*** Provided records ***
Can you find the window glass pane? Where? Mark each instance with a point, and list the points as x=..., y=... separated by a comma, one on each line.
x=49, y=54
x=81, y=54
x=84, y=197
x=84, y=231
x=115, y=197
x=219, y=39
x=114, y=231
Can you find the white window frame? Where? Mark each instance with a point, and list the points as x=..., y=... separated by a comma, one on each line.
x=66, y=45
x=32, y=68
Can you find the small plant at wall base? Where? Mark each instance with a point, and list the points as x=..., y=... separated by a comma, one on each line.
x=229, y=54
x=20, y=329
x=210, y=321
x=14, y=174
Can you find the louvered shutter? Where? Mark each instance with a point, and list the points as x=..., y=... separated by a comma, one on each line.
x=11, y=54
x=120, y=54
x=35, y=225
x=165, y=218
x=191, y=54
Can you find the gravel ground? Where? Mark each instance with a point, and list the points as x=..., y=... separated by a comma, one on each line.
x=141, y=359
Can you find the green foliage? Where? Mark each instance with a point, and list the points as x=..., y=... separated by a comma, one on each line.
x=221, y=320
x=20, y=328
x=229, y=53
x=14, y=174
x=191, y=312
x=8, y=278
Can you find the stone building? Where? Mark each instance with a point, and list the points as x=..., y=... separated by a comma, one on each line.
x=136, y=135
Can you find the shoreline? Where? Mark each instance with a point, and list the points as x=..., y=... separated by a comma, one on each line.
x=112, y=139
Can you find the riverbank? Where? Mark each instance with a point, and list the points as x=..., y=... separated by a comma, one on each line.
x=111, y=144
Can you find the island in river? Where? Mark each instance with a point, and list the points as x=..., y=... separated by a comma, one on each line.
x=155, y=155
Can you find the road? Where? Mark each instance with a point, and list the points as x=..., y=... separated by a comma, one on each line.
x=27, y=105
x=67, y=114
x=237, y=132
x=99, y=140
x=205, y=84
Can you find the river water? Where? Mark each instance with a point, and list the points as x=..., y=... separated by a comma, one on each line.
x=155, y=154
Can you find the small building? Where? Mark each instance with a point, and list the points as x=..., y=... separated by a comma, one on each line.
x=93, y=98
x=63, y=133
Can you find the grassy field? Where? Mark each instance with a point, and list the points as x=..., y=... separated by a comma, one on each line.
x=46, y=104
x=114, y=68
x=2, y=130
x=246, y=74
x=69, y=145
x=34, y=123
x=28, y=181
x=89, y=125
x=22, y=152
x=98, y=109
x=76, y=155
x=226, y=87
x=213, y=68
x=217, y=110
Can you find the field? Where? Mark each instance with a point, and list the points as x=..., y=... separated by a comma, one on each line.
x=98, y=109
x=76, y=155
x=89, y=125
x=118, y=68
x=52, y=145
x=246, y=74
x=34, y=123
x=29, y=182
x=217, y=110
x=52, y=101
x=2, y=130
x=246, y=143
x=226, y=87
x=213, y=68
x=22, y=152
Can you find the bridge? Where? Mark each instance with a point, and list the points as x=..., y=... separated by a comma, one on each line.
*** End of Provided records ***
__Description of the task__.
In full and without change, transcribe the data above.

__Result below__.
Can you find the window glass pane? Where? Mark each instance with a point, and list the points as x=..., y=... separated by a comma, one on each line.
x=49, y=54
x=81, y=54
x=84, y=197
x=84, y=231
x=115, y=197
x=219, y=39
x=114, y=231
Can you find the white window frame? Where? Mark each instance with a point, and list the points as x=..., y=... separated by a comma, one on each line.
x=66, y=45
x=32, y=68
Can you find the small plant at wall base? Where? Mark each instance with a point, and list the points as x=..., y=... separated by a comma, one on each line.
x=229, y=54
x=20, y=329
x=210, y=321
x=14, y=174
Can you find the louvered shutter? Where? Mark each instance with a point, and list the points as x=..., y=... separated by a comma, one on each line.
x=11, y=54
x=120, y=54
x=35, y=225
x=165, y=218
x=191, y=54
Can you find the gravel ground? Where? Mark each instance with a point, and list the points as x=..., y=... separated by a comma, one on each line.
x=141, y=359
Can you find the green foliage? Where? Mark each instance with a point, and list the points as x=..., y=... separated by a comma, one on each line.
x=221, y=320
x=20, y=328
x=229, y=53
x=14, y=174
x=191, y=312
x=8, y=278
Can you find the stone building? Where? Mark each instance with a point, and list the points as x=..., y=... separated by a comma, one on each line.
x=136, y=135
Can you find the shoreline? Where? Mark each instance with a point, and list the points as x=..., y=... separated by a comma, one on each line.
x=112, y=139
Can you find the riverbank? Where? Mark each instance with a point, and list the points as x=..., y=... separated by a comma, one on each line.
x=111, y=144
Can you find the island in river? Where? Mark each instance with a point, and list the points as x=..., y=... separated by a comma, one on each line.
x=155, y=155
Can you find the road? Where? Mark each instance with a point, and list the points as x=..., y=... separated by a comma, one on each line.
x=27, y=105
x=67, y=114
x=237, y=132
x=99, y=140
x=205, y=84
Can you find the river water? Where? Mark each instance with a point, and list the points as x=..., y=... separated by a comma, one on each line.
x=155, y=154
Can you find the small building? Where? Mark each instance with a point, and list the points as x=..., y=... separated by a comma, one on each line.
x=93, y=98
x=63, y=133
Can you find the grassy field? Where? Mark each instance with a point, and list the points as x=..., y=... separated by a comma, one on each line.
x=46, y=104
x=114, y=68
x=2, y=130
x=246, y=74
x=69, y=145
x=34, y=123
x=28, y=181
x=89, y=125
x=22, y=152
x=98, y=109
x=76, y=155
x=226, y=87
x=213, y=68
x=217, y=110
Can you find the field? Where? Mark each instance with a point, and list the points as x=..., y=... separated by a comma, one on each line.
x=98, y=109
x=76, y=155
x=89, y=125
x=118, y=68
x=52, y=145
x=246, y=74
x=34, y=123
x=29, y=182
x=217, y=110
x=52, y=101
x=2, y=130
x=246, y=143
x=226, y=87
x=213, y=68
x=22, y=152
Can you find the bridge? Where? Mark each instance with a point, and list the points as x=..., y=... separated by a comma, one on each line.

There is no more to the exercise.